Uma em cada 12 pessoas no mundo pode ter hepatite B ou C, sem saber. Não há sintomas e o vírus não é detectado em exames de rotina. Tem certeza que você não tem? Faça o exame, é gratuito.

terça-feira, 22 de dezembro de 2015

Bate-papo sobre hepatite C: a importância da mídia na prevenção

Tive a honra de participar como palestrante do 10º Congresso de HIV/Aids 3º Congresso de Hepatites Virais, em João Pessoa/PB.

Participei da mesa sobre a importância da mídia na prevenção das hepatites virais, em 20 de novembro de 2015. Minha fala foi: "Como falar sobre prevenção às Hepatites Virais". Em seguida, Salete Barbosa, do Departamento de DST, Aids e Hepatites Virais, falou sobre a campanha de hepatites de 2015. Ao final deste post, faço um resumo para vocês do que foi falado.  




Antes disso, quero compartilhar meu sentimento em relação ao evento: foi fantástico! Imagine uma super estrutura com palestrantes muito gabaritados, compartilhando informações atualizadíssimas. Se eu tivesse que resumi-lo em três palavras, eu diria: esperança, gratidão e diversidade.      

Esperança - enquanto eu ouvia sobre os resultados dos novos medicamentos e sobre a perspectiva para os próximos anos (mais de 50 remédios em fases avançadas de pesquisa), meus olhos se encheram de lágrima. Nunca nas hepatites vivemos um momento de tanta esperança. Queria que vocês tivessem a certeza que eu tenho após tudo o que tenho lido e ouvido: num curto espaço de tempo, a hepatite C estará apenas na História.  





Gratidão - por todas as pessoas que trabalharam e trabalham para isso ser possível. Gratidão também ao Governo Brasileiro, que virou referência no tratamento das hepatites virais no mundo [e pensar que há alguns anos só tínhamos críticas ao Programa de Hepatites, hein? Felizmente o cenário mudou e a prova é justamente o espaço que as hepatites tiveram neste Congresso de 2015]. Muito profissionalismo dos técnicos e vontade política de quem manda para que os novos medicamentos fossem disponibilizados pelo SUS, além de todas as outras ações realizadas. Gratidão também ao pessoal do Departamento de DST, Aids e Hepatites Virais e da Secretaria de Saúde do GDF. Foi um longo e árduo caminho até aqui. Ainda temos muito a percorrer, mas estou feliz que, finalmente, estejamos num momento tão favorável aos portadores de hepatite C no Brasil. [Se você bate panela e se irritou por ler isso, sinto muito. Este é um blog de opinião e essa é a MINHA opinião].

**Informações fornecidas:**
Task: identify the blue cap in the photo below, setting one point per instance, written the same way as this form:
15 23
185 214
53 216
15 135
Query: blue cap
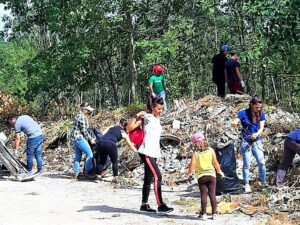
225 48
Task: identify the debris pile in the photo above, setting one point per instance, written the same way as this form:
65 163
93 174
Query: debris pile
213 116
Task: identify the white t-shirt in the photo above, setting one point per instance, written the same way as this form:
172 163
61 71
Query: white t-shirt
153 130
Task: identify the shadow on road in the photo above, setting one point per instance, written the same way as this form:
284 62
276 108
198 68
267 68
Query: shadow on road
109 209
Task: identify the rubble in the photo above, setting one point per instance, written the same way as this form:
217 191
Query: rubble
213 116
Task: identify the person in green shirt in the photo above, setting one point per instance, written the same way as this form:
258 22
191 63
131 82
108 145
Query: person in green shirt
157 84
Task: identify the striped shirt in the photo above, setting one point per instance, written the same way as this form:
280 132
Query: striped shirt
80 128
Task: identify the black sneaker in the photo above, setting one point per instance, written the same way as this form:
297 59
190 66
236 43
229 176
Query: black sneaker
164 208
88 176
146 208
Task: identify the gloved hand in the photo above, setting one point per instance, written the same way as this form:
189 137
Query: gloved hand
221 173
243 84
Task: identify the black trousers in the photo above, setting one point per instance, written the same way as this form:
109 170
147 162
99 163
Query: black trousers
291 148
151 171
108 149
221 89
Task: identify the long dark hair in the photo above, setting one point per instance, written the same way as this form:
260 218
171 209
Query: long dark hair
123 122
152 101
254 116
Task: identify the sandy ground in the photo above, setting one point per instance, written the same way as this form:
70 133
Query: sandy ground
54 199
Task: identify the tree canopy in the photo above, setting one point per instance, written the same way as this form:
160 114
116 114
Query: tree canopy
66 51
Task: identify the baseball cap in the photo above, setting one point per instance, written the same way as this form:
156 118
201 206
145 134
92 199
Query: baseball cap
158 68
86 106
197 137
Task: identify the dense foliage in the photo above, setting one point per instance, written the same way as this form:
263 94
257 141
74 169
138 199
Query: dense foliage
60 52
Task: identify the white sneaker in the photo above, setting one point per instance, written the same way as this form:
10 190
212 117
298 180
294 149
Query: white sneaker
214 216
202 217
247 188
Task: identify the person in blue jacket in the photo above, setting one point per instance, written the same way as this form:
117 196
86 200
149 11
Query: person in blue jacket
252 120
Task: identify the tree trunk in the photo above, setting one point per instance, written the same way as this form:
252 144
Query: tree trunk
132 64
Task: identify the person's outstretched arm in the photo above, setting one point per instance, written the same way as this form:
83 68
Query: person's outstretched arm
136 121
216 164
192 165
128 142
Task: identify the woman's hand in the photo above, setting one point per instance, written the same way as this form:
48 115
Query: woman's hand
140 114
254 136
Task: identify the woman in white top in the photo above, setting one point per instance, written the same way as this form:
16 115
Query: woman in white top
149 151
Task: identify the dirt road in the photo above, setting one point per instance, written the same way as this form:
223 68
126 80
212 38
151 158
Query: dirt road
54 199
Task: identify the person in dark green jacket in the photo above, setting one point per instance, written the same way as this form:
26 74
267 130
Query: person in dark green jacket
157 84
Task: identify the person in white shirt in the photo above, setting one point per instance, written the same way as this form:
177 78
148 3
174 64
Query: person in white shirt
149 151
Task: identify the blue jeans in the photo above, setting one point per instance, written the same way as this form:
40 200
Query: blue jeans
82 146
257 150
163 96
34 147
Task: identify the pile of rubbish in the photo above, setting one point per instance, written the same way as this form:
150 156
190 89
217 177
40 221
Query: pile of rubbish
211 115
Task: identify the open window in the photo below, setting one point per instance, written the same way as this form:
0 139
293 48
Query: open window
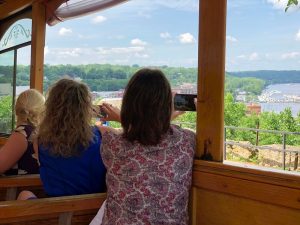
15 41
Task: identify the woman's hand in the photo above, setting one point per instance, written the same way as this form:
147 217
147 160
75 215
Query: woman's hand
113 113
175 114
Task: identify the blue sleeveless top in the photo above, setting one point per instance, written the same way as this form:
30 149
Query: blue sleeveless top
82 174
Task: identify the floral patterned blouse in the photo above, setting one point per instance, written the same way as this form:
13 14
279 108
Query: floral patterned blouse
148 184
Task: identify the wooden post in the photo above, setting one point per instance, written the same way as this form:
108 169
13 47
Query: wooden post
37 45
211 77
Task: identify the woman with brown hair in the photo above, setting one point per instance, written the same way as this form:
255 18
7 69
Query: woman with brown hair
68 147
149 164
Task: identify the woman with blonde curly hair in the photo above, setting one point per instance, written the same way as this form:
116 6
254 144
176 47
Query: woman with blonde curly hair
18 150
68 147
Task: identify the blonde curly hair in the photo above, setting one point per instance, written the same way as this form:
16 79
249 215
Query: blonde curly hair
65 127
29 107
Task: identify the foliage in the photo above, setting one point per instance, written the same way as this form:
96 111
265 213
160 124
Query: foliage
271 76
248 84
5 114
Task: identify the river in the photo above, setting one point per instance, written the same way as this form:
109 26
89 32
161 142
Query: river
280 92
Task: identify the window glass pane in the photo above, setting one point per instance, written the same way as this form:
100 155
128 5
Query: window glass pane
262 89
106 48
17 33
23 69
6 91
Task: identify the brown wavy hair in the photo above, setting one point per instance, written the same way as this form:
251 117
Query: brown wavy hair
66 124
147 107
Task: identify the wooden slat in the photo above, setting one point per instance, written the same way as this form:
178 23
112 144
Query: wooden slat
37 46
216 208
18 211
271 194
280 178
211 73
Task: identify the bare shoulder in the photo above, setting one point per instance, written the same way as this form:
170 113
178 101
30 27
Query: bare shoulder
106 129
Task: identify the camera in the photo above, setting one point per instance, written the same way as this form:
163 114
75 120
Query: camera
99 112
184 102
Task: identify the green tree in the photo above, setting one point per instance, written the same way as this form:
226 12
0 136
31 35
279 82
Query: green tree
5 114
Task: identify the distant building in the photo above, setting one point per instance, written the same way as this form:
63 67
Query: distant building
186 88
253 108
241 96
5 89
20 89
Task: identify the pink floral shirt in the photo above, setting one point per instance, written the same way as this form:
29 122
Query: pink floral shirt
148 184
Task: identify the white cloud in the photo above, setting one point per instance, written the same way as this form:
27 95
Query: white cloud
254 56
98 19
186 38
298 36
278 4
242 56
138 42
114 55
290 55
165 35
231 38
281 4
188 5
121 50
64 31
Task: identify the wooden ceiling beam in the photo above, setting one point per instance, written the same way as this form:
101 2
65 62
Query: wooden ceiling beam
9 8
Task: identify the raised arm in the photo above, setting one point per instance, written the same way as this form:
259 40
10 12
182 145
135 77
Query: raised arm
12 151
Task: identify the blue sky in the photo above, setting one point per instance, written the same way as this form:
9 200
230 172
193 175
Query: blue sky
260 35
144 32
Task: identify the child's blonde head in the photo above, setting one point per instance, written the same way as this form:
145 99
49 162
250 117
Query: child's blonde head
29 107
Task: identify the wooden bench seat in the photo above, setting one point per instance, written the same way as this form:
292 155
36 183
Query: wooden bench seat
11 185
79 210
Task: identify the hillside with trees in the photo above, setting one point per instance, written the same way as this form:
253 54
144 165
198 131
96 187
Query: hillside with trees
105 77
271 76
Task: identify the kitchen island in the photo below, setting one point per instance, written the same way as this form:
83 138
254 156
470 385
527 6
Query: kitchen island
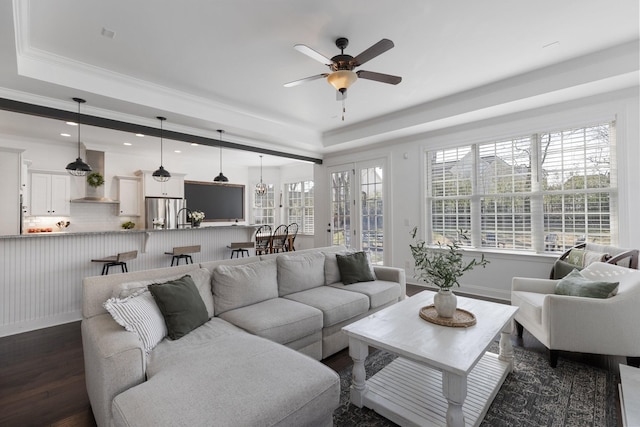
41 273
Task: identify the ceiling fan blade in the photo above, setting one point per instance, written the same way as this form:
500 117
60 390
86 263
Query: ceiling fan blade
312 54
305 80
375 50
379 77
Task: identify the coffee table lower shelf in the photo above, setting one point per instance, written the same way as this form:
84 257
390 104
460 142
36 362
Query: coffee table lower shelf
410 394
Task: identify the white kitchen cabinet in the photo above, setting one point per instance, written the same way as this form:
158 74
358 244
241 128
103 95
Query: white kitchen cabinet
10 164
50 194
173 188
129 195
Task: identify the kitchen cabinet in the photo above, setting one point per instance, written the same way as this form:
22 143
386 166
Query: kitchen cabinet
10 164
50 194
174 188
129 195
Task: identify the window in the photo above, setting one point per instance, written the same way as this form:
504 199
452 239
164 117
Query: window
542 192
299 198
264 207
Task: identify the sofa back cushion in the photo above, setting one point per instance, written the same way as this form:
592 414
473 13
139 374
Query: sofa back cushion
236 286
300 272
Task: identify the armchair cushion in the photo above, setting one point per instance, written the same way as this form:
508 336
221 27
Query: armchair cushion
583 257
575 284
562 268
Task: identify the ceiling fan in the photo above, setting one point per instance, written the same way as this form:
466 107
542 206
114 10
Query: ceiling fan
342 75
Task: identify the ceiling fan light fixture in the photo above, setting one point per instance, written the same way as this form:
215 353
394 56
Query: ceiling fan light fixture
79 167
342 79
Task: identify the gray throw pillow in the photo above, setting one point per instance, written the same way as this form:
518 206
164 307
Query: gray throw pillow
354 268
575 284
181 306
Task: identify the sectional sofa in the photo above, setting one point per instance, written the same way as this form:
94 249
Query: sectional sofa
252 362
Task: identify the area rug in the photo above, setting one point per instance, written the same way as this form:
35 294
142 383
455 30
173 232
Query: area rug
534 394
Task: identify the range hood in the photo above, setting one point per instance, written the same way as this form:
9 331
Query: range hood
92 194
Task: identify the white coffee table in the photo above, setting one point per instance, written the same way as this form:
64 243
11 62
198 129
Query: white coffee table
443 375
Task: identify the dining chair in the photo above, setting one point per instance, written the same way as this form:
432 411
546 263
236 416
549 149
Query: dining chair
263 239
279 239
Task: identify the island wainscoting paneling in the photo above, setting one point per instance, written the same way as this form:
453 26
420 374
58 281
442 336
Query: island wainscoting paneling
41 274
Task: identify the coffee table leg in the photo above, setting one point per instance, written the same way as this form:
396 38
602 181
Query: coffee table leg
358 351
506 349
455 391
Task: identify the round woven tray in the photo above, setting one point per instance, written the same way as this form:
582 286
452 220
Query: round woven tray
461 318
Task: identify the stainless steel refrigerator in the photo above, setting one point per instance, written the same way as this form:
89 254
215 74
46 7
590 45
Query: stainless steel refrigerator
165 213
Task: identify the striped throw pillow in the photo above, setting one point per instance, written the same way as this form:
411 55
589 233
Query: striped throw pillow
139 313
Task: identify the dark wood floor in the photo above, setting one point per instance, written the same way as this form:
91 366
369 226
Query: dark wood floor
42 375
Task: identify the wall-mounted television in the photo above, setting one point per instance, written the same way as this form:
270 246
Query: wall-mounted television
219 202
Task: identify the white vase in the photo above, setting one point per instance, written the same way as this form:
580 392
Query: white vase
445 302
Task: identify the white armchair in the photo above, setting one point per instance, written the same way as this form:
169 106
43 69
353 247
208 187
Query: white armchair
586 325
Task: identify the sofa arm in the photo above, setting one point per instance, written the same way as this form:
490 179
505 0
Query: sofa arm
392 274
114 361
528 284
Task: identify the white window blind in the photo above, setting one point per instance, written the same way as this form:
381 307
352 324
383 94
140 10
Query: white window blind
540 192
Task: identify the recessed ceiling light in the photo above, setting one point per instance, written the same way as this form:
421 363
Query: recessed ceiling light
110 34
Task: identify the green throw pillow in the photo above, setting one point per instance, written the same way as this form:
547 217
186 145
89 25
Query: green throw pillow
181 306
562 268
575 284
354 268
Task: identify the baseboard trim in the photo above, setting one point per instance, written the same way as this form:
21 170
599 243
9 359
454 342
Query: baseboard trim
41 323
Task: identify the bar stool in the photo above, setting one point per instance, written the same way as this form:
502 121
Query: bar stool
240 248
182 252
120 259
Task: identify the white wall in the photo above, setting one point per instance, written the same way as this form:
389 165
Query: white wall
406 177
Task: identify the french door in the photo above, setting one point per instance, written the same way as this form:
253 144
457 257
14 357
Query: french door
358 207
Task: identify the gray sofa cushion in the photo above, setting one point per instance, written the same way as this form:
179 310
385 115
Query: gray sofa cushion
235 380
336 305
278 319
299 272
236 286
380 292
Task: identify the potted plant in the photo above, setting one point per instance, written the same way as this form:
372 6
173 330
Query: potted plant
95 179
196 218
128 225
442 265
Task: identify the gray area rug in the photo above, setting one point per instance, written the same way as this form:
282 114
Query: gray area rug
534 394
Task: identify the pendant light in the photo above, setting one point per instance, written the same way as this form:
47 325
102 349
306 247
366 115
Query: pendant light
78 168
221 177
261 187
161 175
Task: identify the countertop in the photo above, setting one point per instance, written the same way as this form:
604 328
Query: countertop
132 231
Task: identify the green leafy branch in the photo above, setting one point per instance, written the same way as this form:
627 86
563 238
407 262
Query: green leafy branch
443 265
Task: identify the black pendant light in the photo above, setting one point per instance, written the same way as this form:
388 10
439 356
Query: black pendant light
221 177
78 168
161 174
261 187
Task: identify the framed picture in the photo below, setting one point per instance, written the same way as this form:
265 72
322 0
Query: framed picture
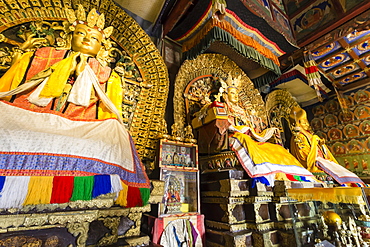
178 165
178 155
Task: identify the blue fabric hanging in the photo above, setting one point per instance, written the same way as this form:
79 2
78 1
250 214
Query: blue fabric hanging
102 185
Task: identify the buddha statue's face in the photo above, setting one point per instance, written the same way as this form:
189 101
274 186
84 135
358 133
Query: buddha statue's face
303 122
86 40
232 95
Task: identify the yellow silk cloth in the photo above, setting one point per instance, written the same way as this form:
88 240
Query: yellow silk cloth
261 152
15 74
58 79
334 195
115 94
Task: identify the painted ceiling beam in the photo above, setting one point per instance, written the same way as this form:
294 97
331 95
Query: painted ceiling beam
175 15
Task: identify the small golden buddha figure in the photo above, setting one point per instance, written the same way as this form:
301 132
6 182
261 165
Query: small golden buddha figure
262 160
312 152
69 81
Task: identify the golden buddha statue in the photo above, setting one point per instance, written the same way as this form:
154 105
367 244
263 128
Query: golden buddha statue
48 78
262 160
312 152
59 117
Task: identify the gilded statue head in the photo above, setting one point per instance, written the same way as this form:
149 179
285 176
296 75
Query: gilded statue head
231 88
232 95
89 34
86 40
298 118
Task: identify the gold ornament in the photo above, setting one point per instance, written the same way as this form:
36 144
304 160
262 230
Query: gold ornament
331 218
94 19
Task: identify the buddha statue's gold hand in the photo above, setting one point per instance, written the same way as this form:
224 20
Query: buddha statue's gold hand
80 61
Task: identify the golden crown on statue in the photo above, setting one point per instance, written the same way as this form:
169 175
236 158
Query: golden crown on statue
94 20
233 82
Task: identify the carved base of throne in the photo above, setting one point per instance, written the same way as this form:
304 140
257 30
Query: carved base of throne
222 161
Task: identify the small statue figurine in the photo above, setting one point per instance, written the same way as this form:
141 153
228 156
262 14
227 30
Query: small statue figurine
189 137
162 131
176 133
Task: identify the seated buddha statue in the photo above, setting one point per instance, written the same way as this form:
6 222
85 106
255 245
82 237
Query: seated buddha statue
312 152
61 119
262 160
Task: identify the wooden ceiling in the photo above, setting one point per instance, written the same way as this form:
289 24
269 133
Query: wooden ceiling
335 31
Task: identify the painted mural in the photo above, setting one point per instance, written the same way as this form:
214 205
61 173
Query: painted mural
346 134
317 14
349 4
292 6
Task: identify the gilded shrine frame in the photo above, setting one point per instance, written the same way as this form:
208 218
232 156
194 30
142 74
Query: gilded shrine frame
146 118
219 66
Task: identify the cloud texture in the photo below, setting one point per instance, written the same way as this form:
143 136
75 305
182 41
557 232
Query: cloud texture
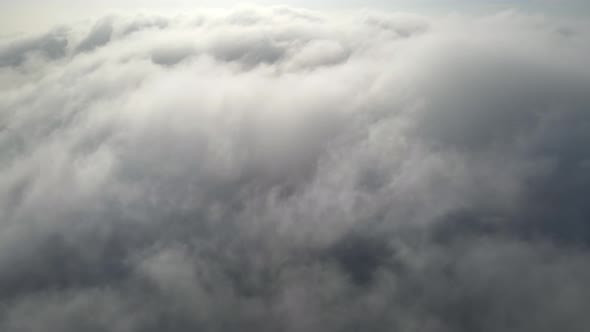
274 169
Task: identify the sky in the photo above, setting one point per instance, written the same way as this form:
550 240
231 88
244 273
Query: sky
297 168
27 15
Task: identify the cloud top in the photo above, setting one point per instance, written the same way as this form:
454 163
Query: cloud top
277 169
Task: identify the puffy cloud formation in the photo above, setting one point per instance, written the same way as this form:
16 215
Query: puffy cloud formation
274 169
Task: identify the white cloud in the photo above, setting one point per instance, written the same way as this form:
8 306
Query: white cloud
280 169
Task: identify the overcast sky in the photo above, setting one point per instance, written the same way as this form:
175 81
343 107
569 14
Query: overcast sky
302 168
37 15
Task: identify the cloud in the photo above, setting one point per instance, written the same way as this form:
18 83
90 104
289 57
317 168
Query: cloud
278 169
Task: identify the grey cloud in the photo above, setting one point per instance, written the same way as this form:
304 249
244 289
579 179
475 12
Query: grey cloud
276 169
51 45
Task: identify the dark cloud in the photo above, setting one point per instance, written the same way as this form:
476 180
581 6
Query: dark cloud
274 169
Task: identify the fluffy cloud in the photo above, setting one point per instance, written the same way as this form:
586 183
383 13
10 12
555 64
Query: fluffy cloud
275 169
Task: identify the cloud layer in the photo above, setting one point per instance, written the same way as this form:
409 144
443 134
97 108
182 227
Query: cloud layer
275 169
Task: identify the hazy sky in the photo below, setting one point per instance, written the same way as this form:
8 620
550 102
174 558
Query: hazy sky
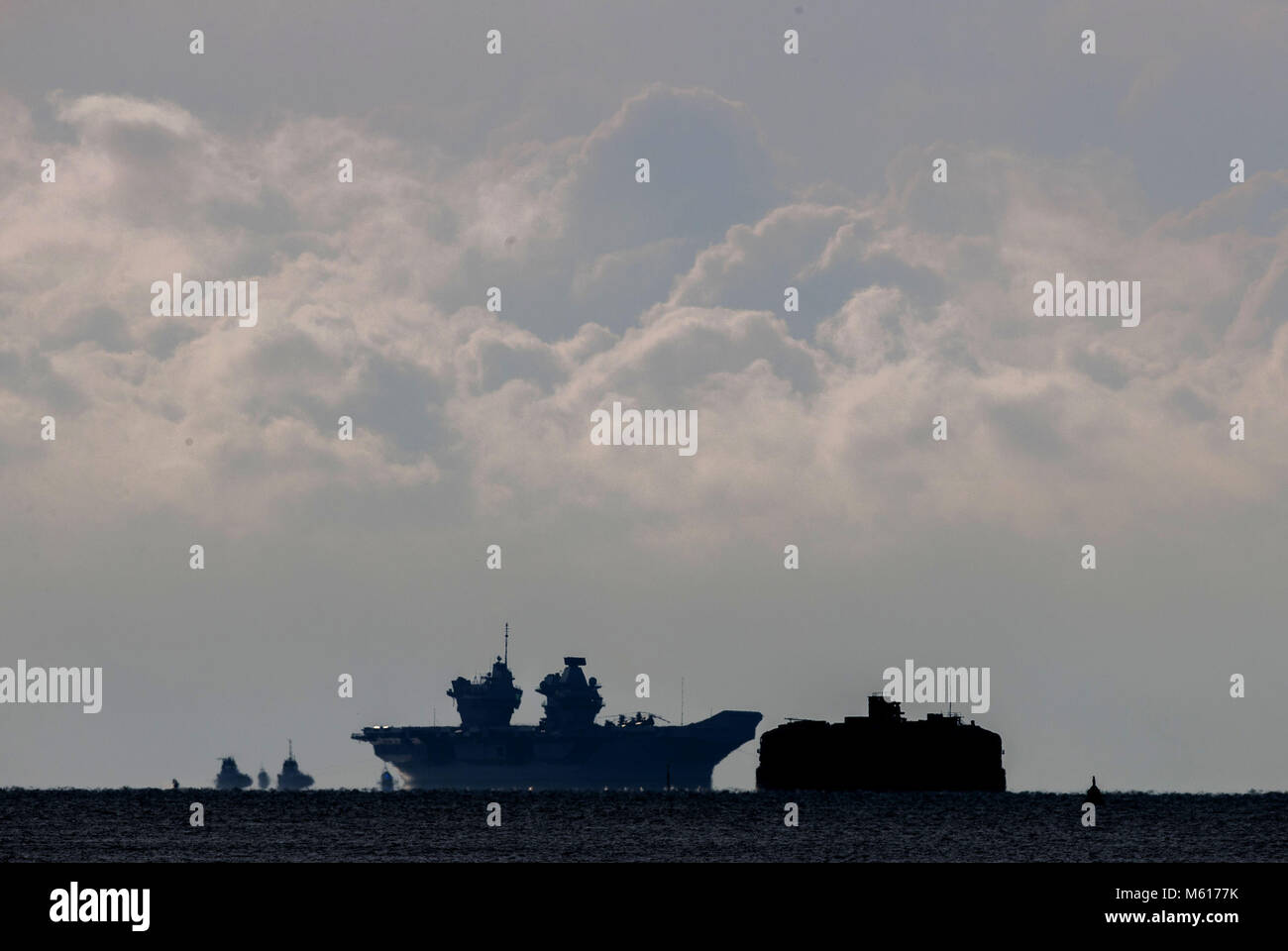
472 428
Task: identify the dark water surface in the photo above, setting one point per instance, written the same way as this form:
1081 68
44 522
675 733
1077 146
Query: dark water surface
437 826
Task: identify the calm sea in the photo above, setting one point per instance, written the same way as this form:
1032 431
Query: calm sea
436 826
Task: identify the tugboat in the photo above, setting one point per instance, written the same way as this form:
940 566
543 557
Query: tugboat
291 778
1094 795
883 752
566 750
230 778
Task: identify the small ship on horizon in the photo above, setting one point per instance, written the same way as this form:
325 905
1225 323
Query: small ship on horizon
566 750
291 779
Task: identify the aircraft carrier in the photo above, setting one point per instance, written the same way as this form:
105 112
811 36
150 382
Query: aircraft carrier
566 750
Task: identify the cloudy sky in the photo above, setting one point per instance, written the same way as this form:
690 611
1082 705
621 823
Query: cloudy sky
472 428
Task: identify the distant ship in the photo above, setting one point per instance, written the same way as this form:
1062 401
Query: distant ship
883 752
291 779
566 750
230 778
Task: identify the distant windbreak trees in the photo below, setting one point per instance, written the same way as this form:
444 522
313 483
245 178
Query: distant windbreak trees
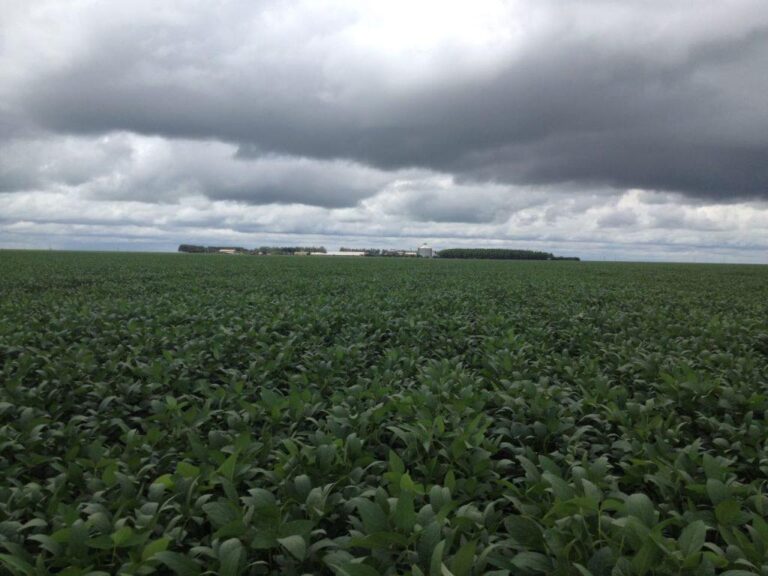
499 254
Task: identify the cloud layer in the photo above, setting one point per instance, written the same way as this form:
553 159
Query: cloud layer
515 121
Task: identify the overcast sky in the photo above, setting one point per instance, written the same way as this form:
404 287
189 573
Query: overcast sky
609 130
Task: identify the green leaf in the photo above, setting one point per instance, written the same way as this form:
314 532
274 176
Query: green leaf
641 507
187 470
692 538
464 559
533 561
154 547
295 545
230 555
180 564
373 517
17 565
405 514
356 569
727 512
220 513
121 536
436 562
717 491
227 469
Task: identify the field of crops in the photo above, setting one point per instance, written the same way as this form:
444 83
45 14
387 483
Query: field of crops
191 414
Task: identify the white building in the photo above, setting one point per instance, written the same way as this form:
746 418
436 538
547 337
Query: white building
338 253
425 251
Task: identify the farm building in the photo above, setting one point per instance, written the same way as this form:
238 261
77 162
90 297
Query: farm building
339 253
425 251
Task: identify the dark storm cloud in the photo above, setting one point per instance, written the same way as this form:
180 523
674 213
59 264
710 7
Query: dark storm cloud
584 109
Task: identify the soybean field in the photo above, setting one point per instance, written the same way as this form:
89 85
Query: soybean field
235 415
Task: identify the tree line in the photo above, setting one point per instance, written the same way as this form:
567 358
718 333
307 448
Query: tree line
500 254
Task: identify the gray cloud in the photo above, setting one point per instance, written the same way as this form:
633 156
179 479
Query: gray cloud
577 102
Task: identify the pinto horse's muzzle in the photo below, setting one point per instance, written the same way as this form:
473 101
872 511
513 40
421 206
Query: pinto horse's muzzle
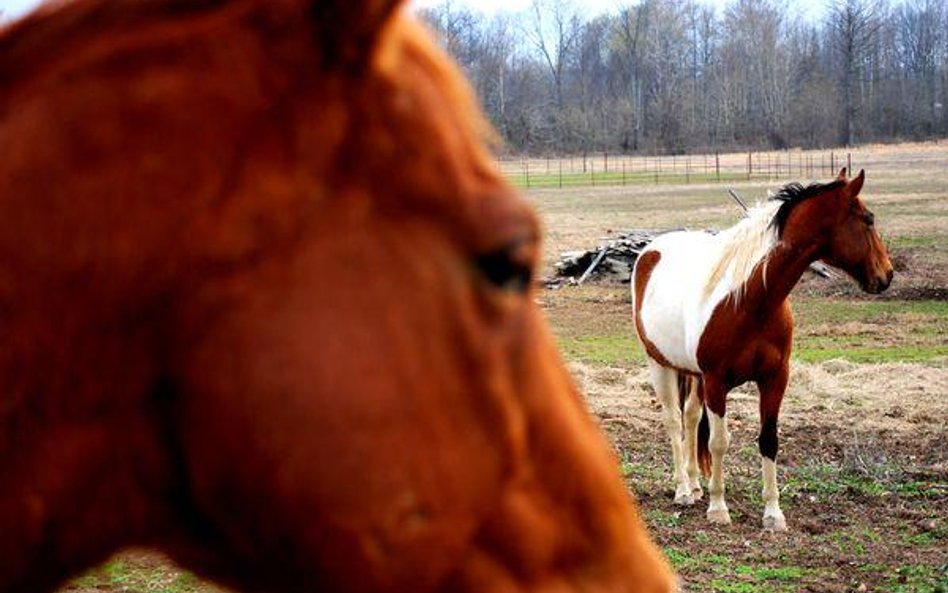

**Ação necessária:** Transcreva, do texto sobre hepatite C, o trecho que vai de "Esperança - enquanto" até "apenas na História.".

**Espaço para resposta:**
Esperança - enquanto eu ouvia sobre os resultados dos novos medicamentos e sobre a perspectiva para os próximos anos (mais de 50 remédios em fases avançadas de pesquisa), meus olhos se encheram de lágrima. Nunca nas hepatites vivemos um momento de tanta esperança. Queria que vocês tivessem a certeza que eu tenho após tudo o que tenho lido e ouvido: num curto espaço de tempo, a hepatite C estará apenas na História.